Given task: Render the material again word for word, skipping the pictures in it.

Items listed in a dataset:
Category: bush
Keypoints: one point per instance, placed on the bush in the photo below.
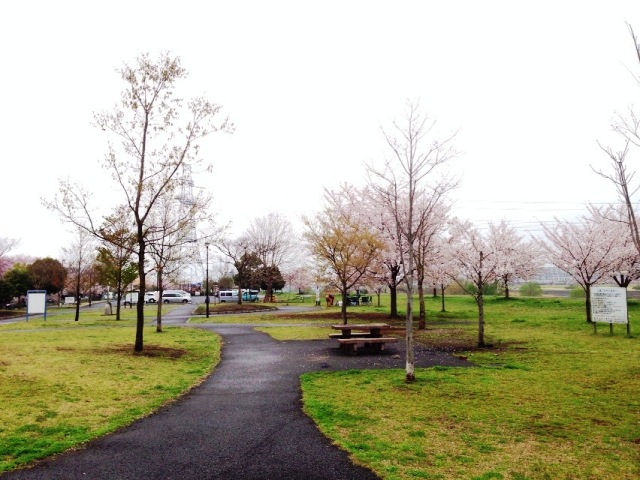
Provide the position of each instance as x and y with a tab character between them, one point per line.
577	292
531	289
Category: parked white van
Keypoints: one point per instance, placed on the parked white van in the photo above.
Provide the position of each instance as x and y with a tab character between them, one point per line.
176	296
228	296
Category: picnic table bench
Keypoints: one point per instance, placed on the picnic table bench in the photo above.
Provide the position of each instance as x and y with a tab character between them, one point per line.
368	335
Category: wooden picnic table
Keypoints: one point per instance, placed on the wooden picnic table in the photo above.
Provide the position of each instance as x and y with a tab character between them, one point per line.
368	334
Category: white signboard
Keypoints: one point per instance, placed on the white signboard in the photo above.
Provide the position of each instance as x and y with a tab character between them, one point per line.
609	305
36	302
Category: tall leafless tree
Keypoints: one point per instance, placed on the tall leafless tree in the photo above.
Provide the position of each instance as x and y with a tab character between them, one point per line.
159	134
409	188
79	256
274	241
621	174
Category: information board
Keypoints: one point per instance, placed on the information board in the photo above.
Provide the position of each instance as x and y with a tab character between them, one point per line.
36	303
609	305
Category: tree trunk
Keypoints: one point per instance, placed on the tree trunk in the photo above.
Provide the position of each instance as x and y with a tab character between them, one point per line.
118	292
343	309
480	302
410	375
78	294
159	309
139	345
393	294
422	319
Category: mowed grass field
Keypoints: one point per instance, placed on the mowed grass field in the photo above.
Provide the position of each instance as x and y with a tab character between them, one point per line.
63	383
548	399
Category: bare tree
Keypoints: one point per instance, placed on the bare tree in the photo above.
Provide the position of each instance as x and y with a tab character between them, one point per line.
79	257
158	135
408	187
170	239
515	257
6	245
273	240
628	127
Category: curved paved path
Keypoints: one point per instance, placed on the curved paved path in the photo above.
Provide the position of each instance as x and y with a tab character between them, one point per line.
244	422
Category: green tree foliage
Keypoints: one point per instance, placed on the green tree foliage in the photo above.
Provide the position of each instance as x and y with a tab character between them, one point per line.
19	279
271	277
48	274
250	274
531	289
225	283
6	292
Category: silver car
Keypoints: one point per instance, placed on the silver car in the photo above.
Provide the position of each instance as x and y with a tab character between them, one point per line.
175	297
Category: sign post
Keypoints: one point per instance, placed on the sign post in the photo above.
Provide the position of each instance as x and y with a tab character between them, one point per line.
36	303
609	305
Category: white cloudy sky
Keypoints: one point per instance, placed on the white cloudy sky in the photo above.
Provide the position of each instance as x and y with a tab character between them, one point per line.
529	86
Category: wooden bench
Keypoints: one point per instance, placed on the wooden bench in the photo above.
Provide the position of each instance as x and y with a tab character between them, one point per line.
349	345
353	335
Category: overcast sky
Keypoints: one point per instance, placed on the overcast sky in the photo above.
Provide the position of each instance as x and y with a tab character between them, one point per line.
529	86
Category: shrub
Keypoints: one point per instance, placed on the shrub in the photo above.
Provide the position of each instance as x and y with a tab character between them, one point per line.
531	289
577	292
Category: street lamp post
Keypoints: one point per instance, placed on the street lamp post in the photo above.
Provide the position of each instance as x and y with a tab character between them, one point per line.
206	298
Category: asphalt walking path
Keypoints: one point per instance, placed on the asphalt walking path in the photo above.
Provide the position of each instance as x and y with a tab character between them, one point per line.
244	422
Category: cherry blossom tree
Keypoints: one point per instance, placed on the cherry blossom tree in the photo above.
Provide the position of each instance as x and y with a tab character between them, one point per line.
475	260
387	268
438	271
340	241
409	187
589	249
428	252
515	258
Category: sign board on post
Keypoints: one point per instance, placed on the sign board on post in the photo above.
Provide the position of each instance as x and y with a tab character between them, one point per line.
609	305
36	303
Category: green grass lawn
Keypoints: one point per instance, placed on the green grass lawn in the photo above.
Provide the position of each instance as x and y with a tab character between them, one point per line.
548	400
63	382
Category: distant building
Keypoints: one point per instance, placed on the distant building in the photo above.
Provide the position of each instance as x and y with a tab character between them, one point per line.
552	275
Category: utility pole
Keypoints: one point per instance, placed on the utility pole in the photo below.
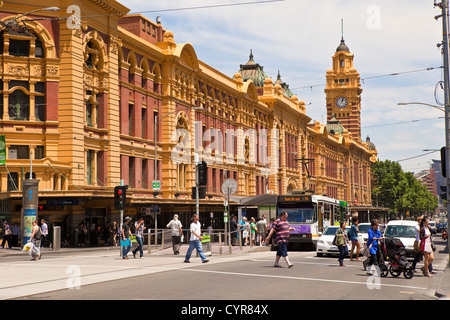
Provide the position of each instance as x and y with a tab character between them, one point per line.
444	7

Written solution:
Category: bush
Keypoints: one point per instance, placed on the bush in the photo below.
Provide the position of each instance as x and y with a tab character between them, one point per line.
577	292
531	289
Category: parked white van
Keypoints: one point per instance, placed on the parked white van in the photo above.
Provide the position of each instance as x and y with a tab character between them, one point per line.
176	296
228	296
Category: picnic table bench
Keypoints: one point per instance, placed on the picnic table bench in the photo above.
Provide the position of each instance as x and y with a tab character between them, one point per line.
368	335
Category: wooden picnic table
Keypoints: one point per instance, placed on the wooden picnic table in the photo above.
Provide the position of each instance as x and y with a tab character between them, one point per line.
368	334
Category: white signboard
Keypoints: one point per instance, placed on the white signboard in the photo above.
Provide the position of each instance as x and y with a tab character between them, one point per line.
609	305
36	302
Category: tall leafless tree
Keypoints: one point per instance, placed on the tall leafless tree in the photo above.
Provide the position of each instance as x and y with a tab character between them, one point per line.
159	134
409	188
79	256
274	241
621	174
Category: information board
Keypoints: one point per instance, placed on the information board in the photo above.
Provide the position of each instance as x and y with a tab character between them, one point per line.
36	303
609	305
Category: tree trunk
Keypoints: one point per instance, placed on the tree trunk in the photo above.
Provide the position of each instance as x and y with a tab character between them, one point per line.
118	292
343	309
480	302
410	375
78	294
159	309
139	345
393	294
422	319
Category: mowed grass field
Keypoints: one point per instance, placed on the mowed grass field in the photo above.
Provide the position of each instance as x and y with a tab character between them, one point per line.
63	383
548	399
Category: bare tree
Keypoints: one point per instance, placed on the bare tree in the photo above.
Provide the position of each instance as x and y with a tab character between them, one point per line.
79	257
158	135
408	187
170	239
515	257
6	245
273	240
628	127
Category: curved paved path
Keypoints: one point per instance, placed on the curved paved path in the photo above.
Provide the position of each instance as x and y with a tab character between them, one point per line.
244	422
Category: green tree foliage
Keypoints: one point per instance, placed on the green tree foliage in the photo above.
Provide the position of each instance as x and y with a tab character between them, one point per line.
19	279
271	277
48	274
250	274
531	289
225	283
6	292
Category: silver car
Keypoints: one point per instance, placed on the silver car in the photo above.
Provide the position of each instance as x and y with a tab character between them, one point per line.
175	297
Category: sign post
Keypoints: one point per instance, placed on the sign post in the photo above.
Provide the position of each instance as x and y with a tab character between them, one point per line.
36	303
609	305
Category: white cloudy sky
Keypoints: one point per instance, placed on the white cloudy sky in the photo above.
Provide the position of each instance as x and y with a tab character between them, one point per line.
529	86
Category: wooden bench
Keypoints: one point per instance, placed on the wooden bench in the photo above.
Provide the position of each instance as x and y with a tab character between them, one point per line.
349	345
353	335
Category: overcast sky
Keypoints: one point per instance, placed on the overcast sky in the photo above.
Provide the position of each instance as x and y with a tab character between them, one point per line.
529	86
Category: shrub
Keypoints: one point per instance, placed on the shrub in the photo above.
Provide the position of each instance as x and y with a tab character between them, one point per line.
531	289
577	292
Category: street lamp post
Keypoints: one point per instance, placed on the street lamp post in the photo above.
Provide the position of each instance as x and y with a tab character between them, one point per line.
206	298
Category: asphalt walking path
Keypoints: one point per instance, placed on the asphalt walking path in the photo above.
Provide the position of each instance as x and y with a tab character between them, one point per line.
244	422
Category: cherry blossom tree
Keypoints: one point per instance, placed on the cherry blossom tree in the photo above.
Provide the position of each instance as x and y with a tab character between them, one point per line.
475	260
387	268
438	271
340	241
409	187
589	249
428	252
515	258
Category: sign board on post
Keypoints: one point per instance, placed on the sign board on post in the photo above.
Provide the position of each instance as x and y with a tab character between them, one point per line.
609	305
36	303
Category: green grass lawn
Keypoints: one point per instance, placed on the green grass lawn in the photo above.
Provide the position of each instance as x and y with a tab character between them, one point per line.
548	400
63	382
Category: distant building
Keypoints: one point per instance, placed on the distant building in the photo above.
Provide the position of each instance as x and y with a tab character between them, one point per line.
552	275
Category: utility pole
Keypoints: one point per instance, placed on the utility pole in the photo below.
Provide the position of each instance as x and y with a tab character between them, one point per line.
444	7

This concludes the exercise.